### Records supplied
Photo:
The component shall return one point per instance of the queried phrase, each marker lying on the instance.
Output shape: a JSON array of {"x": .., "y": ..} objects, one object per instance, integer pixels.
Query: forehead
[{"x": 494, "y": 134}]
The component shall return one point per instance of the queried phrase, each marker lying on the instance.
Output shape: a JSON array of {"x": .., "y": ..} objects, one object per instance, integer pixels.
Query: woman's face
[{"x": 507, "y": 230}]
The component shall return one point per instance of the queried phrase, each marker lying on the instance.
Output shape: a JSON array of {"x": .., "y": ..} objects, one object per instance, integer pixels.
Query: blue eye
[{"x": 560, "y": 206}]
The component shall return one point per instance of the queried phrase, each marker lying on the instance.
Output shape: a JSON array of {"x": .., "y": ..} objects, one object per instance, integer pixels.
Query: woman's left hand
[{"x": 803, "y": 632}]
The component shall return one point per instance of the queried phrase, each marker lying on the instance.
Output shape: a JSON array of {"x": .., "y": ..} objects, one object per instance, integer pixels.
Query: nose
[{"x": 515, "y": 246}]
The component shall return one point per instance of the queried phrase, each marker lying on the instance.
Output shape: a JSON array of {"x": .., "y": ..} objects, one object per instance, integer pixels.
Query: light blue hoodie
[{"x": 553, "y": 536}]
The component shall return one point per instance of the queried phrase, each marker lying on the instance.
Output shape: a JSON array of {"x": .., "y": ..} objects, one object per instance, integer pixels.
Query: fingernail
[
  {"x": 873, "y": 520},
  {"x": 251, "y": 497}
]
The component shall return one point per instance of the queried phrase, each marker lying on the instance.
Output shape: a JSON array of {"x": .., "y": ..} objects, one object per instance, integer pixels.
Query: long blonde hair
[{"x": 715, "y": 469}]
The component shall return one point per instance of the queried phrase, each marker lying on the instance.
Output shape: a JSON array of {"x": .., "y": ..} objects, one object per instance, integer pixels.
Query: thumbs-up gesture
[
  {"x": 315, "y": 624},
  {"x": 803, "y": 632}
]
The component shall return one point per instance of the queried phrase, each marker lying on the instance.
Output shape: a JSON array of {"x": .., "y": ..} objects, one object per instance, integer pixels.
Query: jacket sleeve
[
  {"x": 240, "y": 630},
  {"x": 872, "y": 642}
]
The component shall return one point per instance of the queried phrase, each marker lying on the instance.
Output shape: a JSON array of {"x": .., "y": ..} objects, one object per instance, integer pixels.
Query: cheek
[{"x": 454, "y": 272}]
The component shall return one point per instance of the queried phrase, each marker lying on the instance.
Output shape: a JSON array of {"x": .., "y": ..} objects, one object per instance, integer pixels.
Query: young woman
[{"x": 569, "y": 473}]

### Problem to work on
Repeat all the records. Match each line exactly.

### Correct answer
Photo:
The component shall return one point per instance of the queried phrase, each marker lying on the instance.
Output shape: a JSON array of {"x": .., "y": ..} objects, one object per instance, integer pixels.
Query: forehead
[{"x": 494, "y": 134}]
The component shall return one point per instance of the queried phrase, each marker lying on the instance.
Output shape: a JSON array of {"x": .., "y": ..} objects, one object per instance, integer pixels.
Query: woman's face
[{"x": 507, "y": 230}]
The component shall return one point per instance of the queried phrase, each marker lying on the instance.
Output shape: a JSON array of {"x": .., "y": ..} objects, one object per instance, integer pixels.
Query: blue eye
[{"x": 560, "y": 206}]
The component shall return one point per instance of the queried phrase, each marker lying on the instance.
Output shape: a JSON array of {"x": .., "y": ..} objects, one object per instance, integer pixels.
Query: woman's left hand
[{"x": 803, "y": 632}]
The component shall return one point per instance of the queried phrase, each marker lying on the instance.
Output shape: a JSON array of {"x": .., "y": ..} objects, one object per instance, integer pixels.
Query: nose
[{"x": 515, "y": 246}]
The component shall return one point per instance of the queried phrase, each marker lying on the instance.
Output shape: a JSON array of {"x": .., "y": ..} objects, one object per instance, integer pixels.
Query: light blue hoodie
[{"x": 553, "y": 536}]
The component shall return one point per instance of the queried phrase, each marker lying on the instance.
Output shape: a JSON array of {"x": .., "y": ..} objects, one object per instance, integer pixels.
Query: fingernail
[
  {"x": 873, "y": 520},
  {"x": 251, "y": 497}
]
The component shall return one point per instance of the queried phrase, each marker lying on the instance.
Output shape: a JSON array of {"x": .., "y": ..} objects, one object per instance, integer pixels.
Query: long blonde hair
[{"x": 715, "y": 469}]
The component shall return one point per instance of the queried phrase, each marker lying on the instance.
Output shape: a JSON array of {"x": .., "y": ..} objects, one object per instance, integer pixels.
Query: thumbs-up gesture
[
  {"x": 315, "y": 624},
  {"x": 803, "y": 632}
]
The component shall return one point per instance of the queried phrase, each marker lying on the instance.
Output shape: a JSON array of {"x": .., "y": ..} objects, one object per instance, integer pixels.
Query: jacket sleeve
[
  {"x": 240, "y": 630},
  {"x": 872, "y": 642}
]
The component shall return one point per instance of the queried phrase, each marker lying on the instance.
Output shape: a JSON array of {"x": .., "y": ..} objects, one object per instance, integer pixels.
Query: cheek
[{"x": 454, "y": 272}]
The component shall return one point per instance of the queried phrase, each marker lying on the instance.
Output shape: a JSON array of {"x": .., "y": ..} objects, one object per instance, integer pixels.
Query: young woman
[{"x": 569, "y": 473}]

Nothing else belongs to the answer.